- **Document passage**
Start of Block

Objectives: To identify and measure the risk of malnutrition associated to determining indicators of mother's ability of childcare: familial structure, education level, work, maternal physical and mental health.

Methods: A case-control study was performed. Cases (101 children whose weight/age was below 5th percentile) and controls (200 children whose weight/age was above 25th percentile) were selected using anthropometric surveys during three vaccination campaigns in 1996 and 1997. Data was collected by interviewing the children's mothers at home. To detect the net effect of each factor studied, multivariate hierarchical analyses were carried out. The factors investigated and possible control variables were grouped in blocks, arranged according to order they affected the child's nutritional status. In order to identify the control variables a p<0.20 (univariate analyses) was assumed and to identify associations between a given factor and malnutrition a p<0.05 was assumed.

End of Block

- **Assignment**
Carry on the abstract about the study of child malnutrition and mothers' childcare ability, picking up after its last sentence.

- **Data listing**
Start of Block

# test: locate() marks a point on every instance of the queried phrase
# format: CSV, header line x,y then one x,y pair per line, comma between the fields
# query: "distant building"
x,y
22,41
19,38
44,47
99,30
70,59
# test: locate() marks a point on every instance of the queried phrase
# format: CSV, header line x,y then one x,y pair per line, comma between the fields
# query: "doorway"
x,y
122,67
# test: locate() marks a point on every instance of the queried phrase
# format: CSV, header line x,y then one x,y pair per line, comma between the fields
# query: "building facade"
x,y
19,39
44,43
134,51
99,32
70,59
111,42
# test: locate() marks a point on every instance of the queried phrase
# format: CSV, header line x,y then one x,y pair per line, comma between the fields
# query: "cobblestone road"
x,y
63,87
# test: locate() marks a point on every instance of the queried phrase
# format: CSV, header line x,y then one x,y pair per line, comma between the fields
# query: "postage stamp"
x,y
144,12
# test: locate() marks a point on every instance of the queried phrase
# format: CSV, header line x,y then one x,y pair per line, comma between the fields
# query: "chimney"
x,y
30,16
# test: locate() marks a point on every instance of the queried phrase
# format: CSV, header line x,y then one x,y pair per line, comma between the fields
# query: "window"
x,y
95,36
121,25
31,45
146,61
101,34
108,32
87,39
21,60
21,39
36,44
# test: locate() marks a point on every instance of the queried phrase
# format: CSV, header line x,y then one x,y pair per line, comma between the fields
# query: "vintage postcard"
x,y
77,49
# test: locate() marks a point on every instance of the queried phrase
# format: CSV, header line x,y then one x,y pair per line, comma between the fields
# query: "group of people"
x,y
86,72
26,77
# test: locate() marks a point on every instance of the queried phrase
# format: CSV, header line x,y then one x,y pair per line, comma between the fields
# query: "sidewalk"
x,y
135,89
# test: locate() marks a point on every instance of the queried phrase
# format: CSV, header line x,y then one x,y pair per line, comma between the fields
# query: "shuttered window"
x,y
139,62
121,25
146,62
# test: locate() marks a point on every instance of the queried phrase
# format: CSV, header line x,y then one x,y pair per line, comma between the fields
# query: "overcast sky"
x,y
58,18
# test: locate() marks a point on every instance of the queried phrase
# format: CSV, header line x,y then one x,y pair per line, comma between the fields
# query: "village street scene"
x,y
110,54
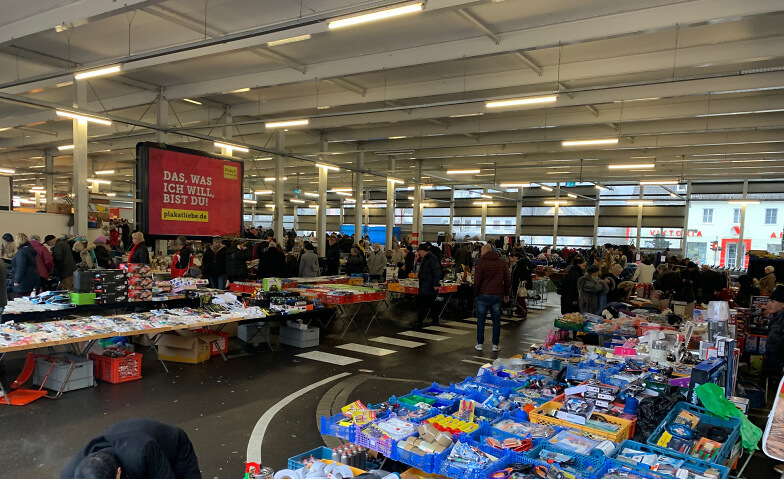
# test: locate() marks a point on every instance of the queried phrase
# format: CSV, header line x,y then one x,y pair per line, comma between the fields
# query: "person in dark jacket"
x,y
333,256
492,285
64,264
570,295
773,364
136,449
272,263
25,266
237,257
139,253
429,282
213,263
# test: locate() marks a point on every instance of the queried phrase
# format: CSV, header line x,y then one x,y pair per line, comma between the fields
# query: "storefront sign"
x,y
189,193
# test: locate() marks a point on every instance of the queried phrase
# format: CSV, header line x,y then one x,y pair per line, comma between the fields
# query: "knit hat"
x,y
778,294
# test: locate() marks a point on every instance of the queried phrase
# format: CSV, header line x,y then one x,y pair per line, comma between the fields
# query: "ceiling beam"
x,y
478,24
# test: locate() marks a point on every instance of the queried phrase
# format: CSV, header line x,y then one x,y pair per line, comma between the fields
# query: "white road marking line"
x,y
329,358
362,348
442,329
257,436
397,342
420,335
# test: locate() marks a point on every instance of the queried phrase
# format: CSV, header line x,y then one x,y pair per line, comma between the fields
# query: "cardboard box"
x,y
185,347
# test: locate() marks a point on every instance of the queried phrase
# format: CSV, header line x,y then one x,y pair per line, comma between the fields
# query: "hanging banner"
x,y
188,192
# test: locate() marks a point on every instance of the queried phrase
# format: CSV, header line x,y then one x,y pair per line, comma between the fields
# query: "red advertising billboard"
x,y
188,192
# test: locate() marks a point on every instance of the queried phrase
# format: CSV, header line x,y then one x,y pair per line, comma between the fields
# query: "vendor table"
x,y
88,309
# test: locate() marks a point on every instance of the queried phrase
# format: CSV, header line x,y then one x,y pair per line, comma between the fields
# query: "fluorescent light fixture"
x,y
75,116
299,38
636,166
659,182
521,101
96,73
374,16
230,147
604,141
283,124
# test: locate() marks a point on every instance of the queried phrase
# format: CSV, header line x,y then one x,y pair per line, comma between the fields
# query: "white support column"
x,y
596,218
390,203
321,214
519,214
161,115
49,176
741,253
452,212
359,188
685,233
639,219
555,214
277,215
416,226
81,194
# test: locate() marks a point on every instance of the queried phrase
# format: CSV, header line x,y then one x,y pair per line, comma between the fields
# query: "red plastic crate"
x,y
117,370
223,342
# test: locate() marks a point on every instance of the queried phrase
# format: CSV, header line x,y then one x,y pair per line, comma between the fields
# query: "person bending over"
x,y
136,449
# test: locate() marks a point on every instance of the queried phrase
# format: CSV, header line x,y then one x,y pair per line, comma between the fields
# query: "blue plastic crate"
x,y
582,465
330,427
705,416
295,462
456,471
690,462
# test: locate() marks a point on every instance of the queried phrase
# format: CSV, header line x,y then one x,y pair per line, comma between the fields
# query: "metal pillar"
x,y
277,215
81,194
359,188
161,115
49,175
596,218
741,253
555,214
685,233
519,214
639,219
390,203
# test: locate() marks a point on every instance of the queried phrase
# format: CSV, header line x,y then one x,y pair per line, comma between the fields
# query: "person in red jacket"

End of Block

- **Task response**
Results: Malnutrition risk factors identified are: (a) adverse familial structure, indicated by single parenting (OR=2.2; 95%CI, 1.1-4.5); (b) hospitalization of the mother during pregnancy (OR=3.5; 95%CI, 1.6-7.7); (c) mother's poor mental health, determined by the presence of 3 to 4 symptoms of depression included in the SRQ-20 (OR=3.1; 95%CI, 0.9-10.3); and (d) family stress factors, suggestive signs of alcoholism in at least one family member (OR=2.1; 95%CI, 1.2-3.9). In addition to these factors, child's age at the time the mother resumed/started working was also independently associated to malnutrition. However, it produced mixed effects: for children aged 4 to 12 months, the mothers' resuming work resulted in a protection factor whereas their resuming later tended to increase the risk of malnutrition.

Conclusions: It was evidenced that the factors that define the mother's ability of child care affect the child's nutritional status.